### Work task
Transcribe the entries below with complete accuracy, excluding the pictures.

== Segment start ==

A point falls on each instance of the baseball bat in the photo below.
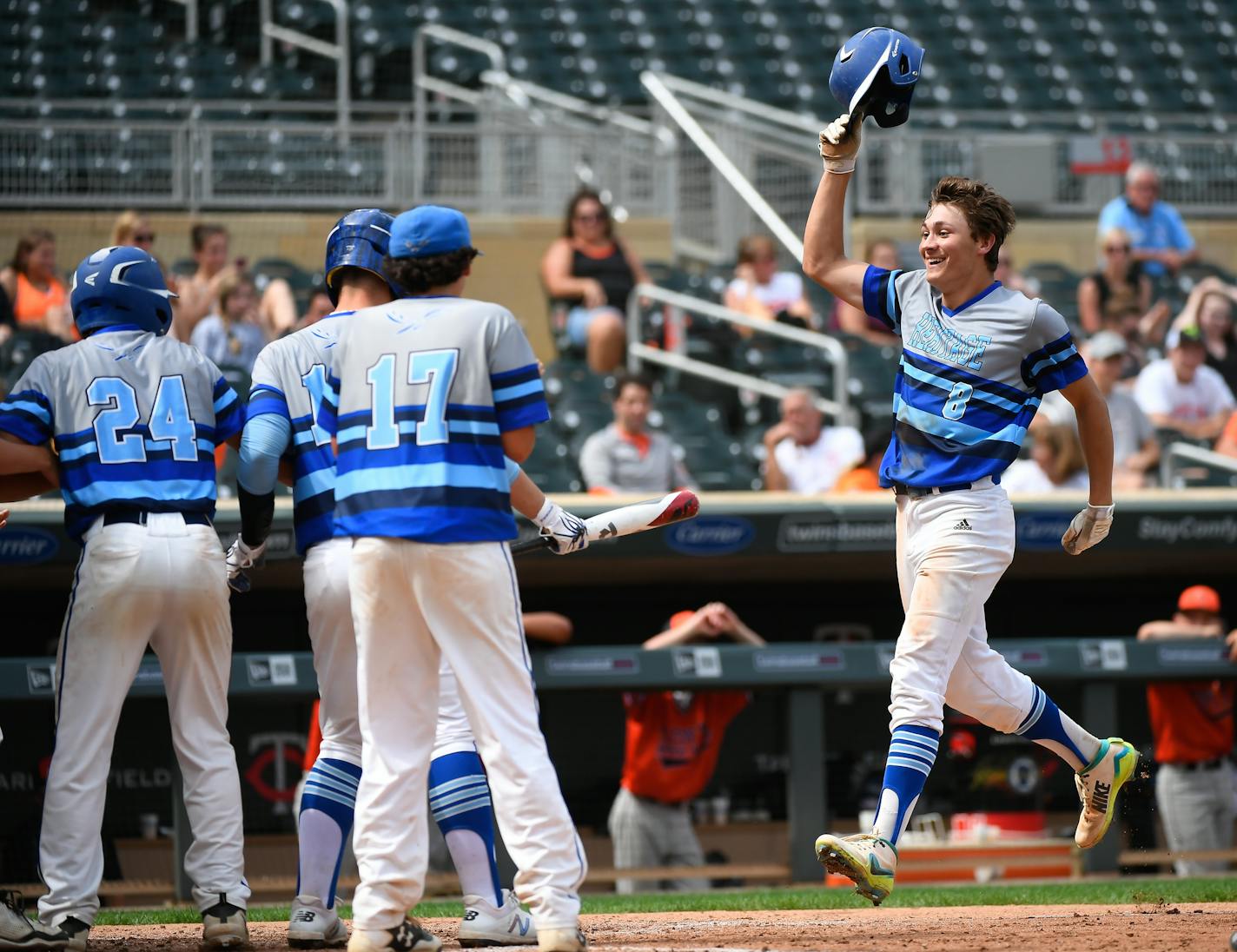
(629, 519)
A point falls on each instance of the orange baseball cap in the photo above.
(680, 617)
(1199, 598)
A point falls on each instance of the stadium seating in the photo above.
(1009, 57)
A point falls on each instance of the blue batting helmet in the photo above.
(877, 69)
(120, 287)
(359, 240)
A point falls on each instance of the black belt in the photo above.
(916, 493)
(137, 517)
(1214, 764)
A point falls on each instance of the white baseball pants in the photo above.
(412, 604)
(329, 612)
(951, 552)
(163, 585)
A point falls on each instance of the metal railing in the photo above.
(1181, 456)
(837, 407)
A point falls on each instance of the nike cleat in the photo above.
(865, 858)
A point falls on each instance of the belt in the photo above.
(137, 517)
(1213, 764)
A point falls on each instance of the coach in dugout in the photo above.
(673, 739)
(1161, 240)
(1193, 724)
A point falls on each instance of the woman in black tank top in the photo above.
(590, 274)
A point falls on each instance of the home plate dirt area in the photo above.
(974, 929)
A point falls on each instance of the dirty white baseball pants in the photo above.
(161, 584)
(951, 552)
(413, 602)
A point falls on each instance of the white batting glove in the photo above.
(1088, 528)
(241, 557)
(566, 533)
(839, 142)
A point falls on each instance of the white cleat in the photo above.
(311, 925)
(562, 940)
(486, 925)
(865, 858)
(1097, 784)
(224, 925)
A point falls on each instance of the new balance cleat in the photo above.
(311, 925)
(865, 858)
(408, 936)
(1097, 784)
(486, 925)
(562, 940)
(224, 925)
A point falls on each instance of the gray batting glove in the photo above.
(566, 533)
(839, 142)
(1088, 528)
(241, 557)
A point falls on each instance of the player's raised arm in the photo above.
(824, 250)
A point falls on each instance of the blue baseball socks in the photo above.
(460, 800)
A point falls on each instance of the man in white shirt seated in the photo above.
(1179, 392)
(802, 454)
(1134, 447)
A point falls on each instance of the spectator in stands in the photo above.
(670, 756)
(761, 291)
(1120, 288)
(230, 338)
(320, 307)
(1160, 238)
(276, 309)
(1181, 393)
(1227, 441)
(1134, 447)
(1011, 277)
(883, 254)
(1055, 463)
(1210, 308)
(802, 454)
(40, 301)
(866, 475)
(1193, 724)
(627, 456)
(592, 271)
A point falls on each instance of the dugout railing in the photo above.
(802, 671)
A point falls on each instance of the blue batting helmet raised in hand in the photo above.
(359, 240)
(120, 287)
(877, 69)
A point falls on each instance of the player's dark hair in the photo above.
(985, 210)
(26, 244)
(417, 276)
(201, 234)
(631, 380)
(586, 195)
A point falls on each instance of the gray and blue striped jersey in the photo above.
(135, 420)
(970, 380)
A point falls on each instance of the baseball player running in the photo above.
(288, 390)
(135, 418)
(423, 420)
(976, 360)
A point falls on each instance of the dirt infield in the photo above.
(975, 929)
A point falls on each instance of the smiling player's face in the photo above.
(953, 257)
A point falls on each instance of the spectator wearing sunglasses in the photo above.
(1158, 236)
(592, 272)
(1117, 289)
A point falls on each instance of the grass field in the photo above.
(1090, 893)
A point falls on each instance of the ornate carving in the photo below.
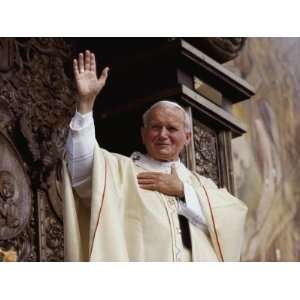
(9, 197)
(51, 227)
(7, 56)
(15, 196)
(205, 143)
(36, 104)
(41, 97)
(221, 49)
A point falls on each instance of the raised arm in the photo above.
(81, 139)
(88, 85)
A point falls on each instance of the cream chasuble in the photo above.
(110, 218)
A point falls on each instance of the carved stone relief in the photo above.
(206, 151)
(38, 97)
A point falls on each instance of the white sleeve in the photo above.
(192, 202)
(80, 147)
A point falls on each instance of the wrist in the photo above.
(85, 107)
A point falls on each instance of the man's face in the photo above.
(164, 136)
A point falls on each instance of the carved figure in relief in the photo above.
(148, 207)
(8, 202)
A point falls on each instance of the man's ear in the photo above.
(188, 136)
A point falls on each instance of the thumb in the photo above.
(104, 75)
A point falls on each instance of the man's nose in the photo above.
(163, 132)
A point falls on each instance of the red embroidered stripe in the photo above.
(213, 219)
(102, 200)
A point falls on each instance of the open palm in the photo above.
(88, 85)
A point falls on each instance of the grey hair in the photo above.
(169, 104)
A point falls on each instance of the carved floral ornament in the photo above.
(15, 195)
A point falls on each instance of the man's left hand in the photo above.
(168, 184)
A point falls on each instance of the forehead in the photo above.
(166, 114)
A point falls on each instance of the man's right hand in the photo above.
(88, 85)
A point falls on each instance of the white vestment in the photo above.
(108, 217)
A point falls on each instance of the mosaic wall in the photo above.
(266, 159)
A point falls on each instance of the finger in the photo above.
(148, 177)
(146, 181)
(148, 187)
(173, 169)
(153, 174)
(104, 75)
(75, 68)
(93, 63)
(87, 61)
(81, 64)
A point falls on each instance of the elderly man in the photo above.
(146, 207)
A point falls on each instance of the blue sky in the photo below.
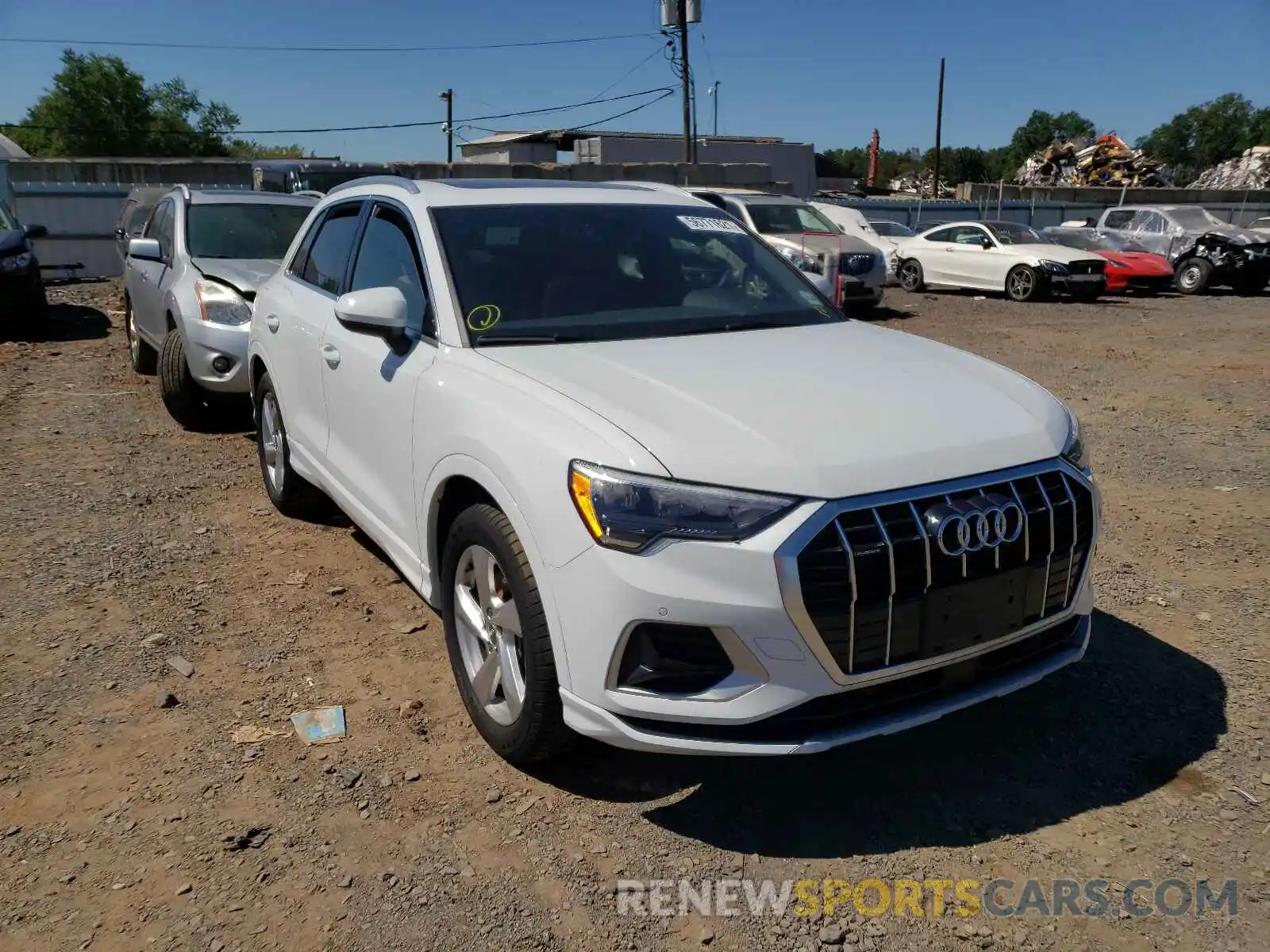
(825, 71)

== Segment end ==

### Completed task
A point falls on each instance of the baseball bat in the photo below.
(629, 519)
A point falls on each instance of the orange baseball cap in the photo above.
(680, 617)
(1199, 598)
A point falls on each instance of the stadium seating in the photo above.
(1009, 57)
A point falls on each instance of the blue batting helmet in the photo above.
(877, 69)
(120, 287)
(359, 240)
A point falls on each instance of the black belt in the photo above.
(916, 493)
(137, 517)
(1214, 764)
A point falls on each instance of the white baseball pants in the photo above.
(412, 604)
(329, 612)
(951, 552)
(163, 585)
A point falls on each instance of the metal railing in the photo above.
(1181, 456)
(837, 407)
A point falls on each instance of the nike cleat in the photo above.
(865, 858)
A point falls on each instance of the belt in the photo above.
(137, 517)
(1213, 764)
A point falls on each instance of the coach in dugout in the photo above.
(673, 739)
(1161, 240)
(1193, 724)
A point falls on each instance of the woman in black tank top in the photo above.
(590, 274)
A point falls on each instance of the home plate dirt area in the photo above.
(974, 929)
A point falls on each instance of the dirty white baseball pants in the photo above.
(161, 584)
(951, 552)
(413, 602)
A point falls on each instance of the white batting glove in the photo above.
(1088, 528)
(241, 557)
(566, 533)
(839, 142)
A point falls on each instance of the white cleat in the photo above.
(311, 925)
(562, 940)
(486, 925)
(865, 858)
(1097, 784)
(224, 925)
A point falls on each instance of the new balance cleat in the photo above.
(311, 925)
(865, 858)
(408, 936)
(1097, 784)
(486, 925)
(562, 940)
(224, 925)
A point falls on each instance of the gray batting glove in the photo above.
(566, 533)
(839, 142)
(1088, 528)
(241, 557)
A point falls on each instance of the player's raised arm in the photo above.
(824, 250)
A point falls on each instance of the blue baseball socks in the photo above.
(460, 800)
A point falls on each instance of the man in white shirt seated in the photo above.
(1179, 392)
(802, 454)
(1134, 447)
A point falls on each instance of the spectator in stands in the photo above.
(670, 756)
(761, 291)
(1120, 288)
(230, 338)
(320, 307)
(1160, 238)
(276, 309)
(1181, 393)
(1227, 441)
(1134, 447)
(1011, 277)
(883, 254)
(1055, 463)
(1210, 308)
(802, 454)
(40, 301)
(866, 475)
(1193, 724)
(627, 456)
(592, 271)
A point falls on each instance of the dugout railing in the photo above.
(802, 671)
A point falls on each instance of the blue batting helmet raised in hand in the photo above.
(359, 240)
(120, 287)
(877, 69)
A point falls on each instance of the player's dark hair in the photo above.
(985, 210)
(26, 244)
(417, 276)
(201, 234)
(631, 380)
(586, 195)
A point falls on each instance of the gray and blue striped jersey in the photo above.
(135, 420)
(970, 380)
A point falls on each instance of the baseball player running in the photo above.
(288, 390)
(135, 418)
(423, 420)
(976, 360)
A point falls on each instance of the dirt infield in the photo above.
(975, 929)
A point falls on each instance of the smiling player's face in the photo above.
(953, 257)
A point falls on each instance of the spectator wearing sunglasses in the photo above.
(1158, 236)
(592, 272)
(1117, 289)
A point falls on each instance of the grass field in the photo above.
(1090, 893)
A point falls on each instance of the ornate carving in the photo below.
(9, 197)
(51, 227)
(7, 56)
(15, 196)
(205, 143)
(36, 104)
(41, 97)
(221, 49)
A point falls on each instance of the raised arm in the photo above.
(81, 139)
(88, 85)
A point falls on each instance of the cream chasuble in the photo above.
(110, 218)
A point falls on each instance of the carved stone relief in the photo above.
(206, 151)
(38, 97)
A point falls on each instance of the white sleeve in the photo above.
(192, 202)
(80, 147)
A point falls on each instance of the wrist in the photo above.
(85, 107)
A point falls on each instance of the man's face in the photo above.
(164, 136)
A point falls on each instance of the carved figure in relief in the photo above.
(148, 207)
(8, 202)
A point falls on each instance of the man's ear in the photo above.
(188, 136)
A point falls on each instance of the thumb in the photo above.
(104, 75)
A point falls on each instance of the man's nose in the photo above.
(163, 132)
A point falls on each instance of the red embroidered stripe in the photo above.
(213, 219)
(102, 200)
A point falls on each instance of the open palm in the photo above.
(88, 85)
A point falls on each instance of the grey hair in the photo above.
(169, 104)
A point falls on each instance of the carved floral ornament in the photo above.
(15, 195)
A point falls on each instance of the man's left hand in the photo above.
(168, 184)
A point falls on each instance of the forehead in the photo above.
(166, 114)
A point falls on each instance of the man's right hand in the photo above.
(88, 85)
A point falls on each instance of the white vestment in the photo above.
(108, 217)
A point falls on each instance of the mosaic wall in the photo above.
(266, 159)
A point falls on each instance of the finger in the photo above.
(148, 177)
(146, 181)
(148, 187)
(173, 169)
(153, 174)
(104, 75)
(75, 68)
(93, 63)
(87, 61)
(81, 64)
A point falls on each instance of the elderly man in the photo above.
(146, 207)
A point falls on each instance of the blue sky in the photo below.
(825, 71)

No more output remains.